• Task to complete: Reproduce every line of the records, the requests included, starting with the line containing "yellow logo on" and going on through the line containing "(74, 358), (353, 480)". Scale each coordinate in the answers by 1.3, rounding to whole numbers with halves rounded up, leave the requests and their sample coordinates unchanged, and return these lines alone.

• Listed records:

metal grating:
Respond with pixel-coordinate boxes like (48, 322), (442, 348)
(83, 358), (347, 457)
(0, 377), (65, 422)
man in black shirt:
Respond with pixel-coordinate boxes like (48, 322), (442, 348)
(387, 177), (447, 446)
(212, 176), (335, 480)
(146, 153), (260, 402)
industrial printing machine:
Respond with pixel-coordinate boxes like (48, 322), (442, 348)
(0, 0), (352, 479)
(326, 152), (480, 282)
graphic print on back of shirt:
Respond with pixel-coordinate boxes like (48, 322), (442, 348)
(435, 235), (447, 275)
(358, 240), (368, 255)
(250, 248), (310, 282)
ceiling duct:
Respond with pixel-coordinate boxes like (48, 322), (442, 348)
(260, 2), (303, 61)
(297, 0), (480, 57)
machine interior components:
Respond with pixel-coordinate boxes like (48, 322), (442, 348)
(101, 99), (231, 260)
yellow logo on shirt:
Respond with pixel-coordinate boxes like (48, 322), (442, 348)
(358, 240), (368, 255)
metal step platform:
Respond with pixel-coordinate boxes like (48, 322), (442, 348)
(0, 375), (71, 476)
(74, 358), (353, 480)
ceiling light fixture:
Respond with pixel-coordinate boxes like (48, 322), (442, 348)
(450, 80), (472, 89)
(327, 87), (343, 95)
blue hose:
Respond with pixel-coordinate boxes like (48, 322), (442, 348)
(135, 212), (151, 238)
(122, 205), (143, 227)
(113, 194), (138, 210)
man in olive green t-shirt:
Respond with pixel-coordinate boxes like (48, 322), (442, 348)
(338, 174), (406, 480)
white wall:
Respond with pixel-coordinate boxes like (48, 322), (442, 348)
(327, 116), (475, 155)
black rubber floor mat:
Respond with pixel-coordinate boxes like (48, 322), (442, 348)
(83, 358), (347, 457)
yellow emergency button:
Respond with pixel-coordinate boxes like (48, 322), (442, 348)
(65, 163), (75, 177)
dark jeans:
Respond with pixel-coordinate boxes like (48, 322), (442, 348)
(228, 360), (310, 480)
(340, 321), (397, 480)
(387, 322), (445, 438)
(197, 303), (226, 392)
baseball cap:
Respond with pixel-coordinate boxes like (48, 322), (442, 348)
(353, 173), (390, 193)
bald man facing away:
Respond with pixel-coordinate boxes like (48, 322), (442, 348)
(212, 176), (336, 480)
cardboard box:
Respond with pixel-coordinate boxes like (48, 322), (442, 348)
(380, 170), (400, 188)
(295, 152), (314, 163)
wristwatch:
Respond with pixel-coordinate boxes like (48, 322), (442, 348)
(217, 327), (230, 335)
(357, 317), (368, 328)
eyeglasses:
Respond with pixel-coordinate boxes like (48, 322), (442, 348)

• Task result:
yellow logo on shirt:
Respond with pixel-coordinate boxes like (48, 322), (442, 348)
(465, 312), (478, 332)
metal step platform:
Respond with pixel-coordinate boxes like (48, 322), (442, 348)
(0, 488), (92, 619)
(96, 465), (459, 624)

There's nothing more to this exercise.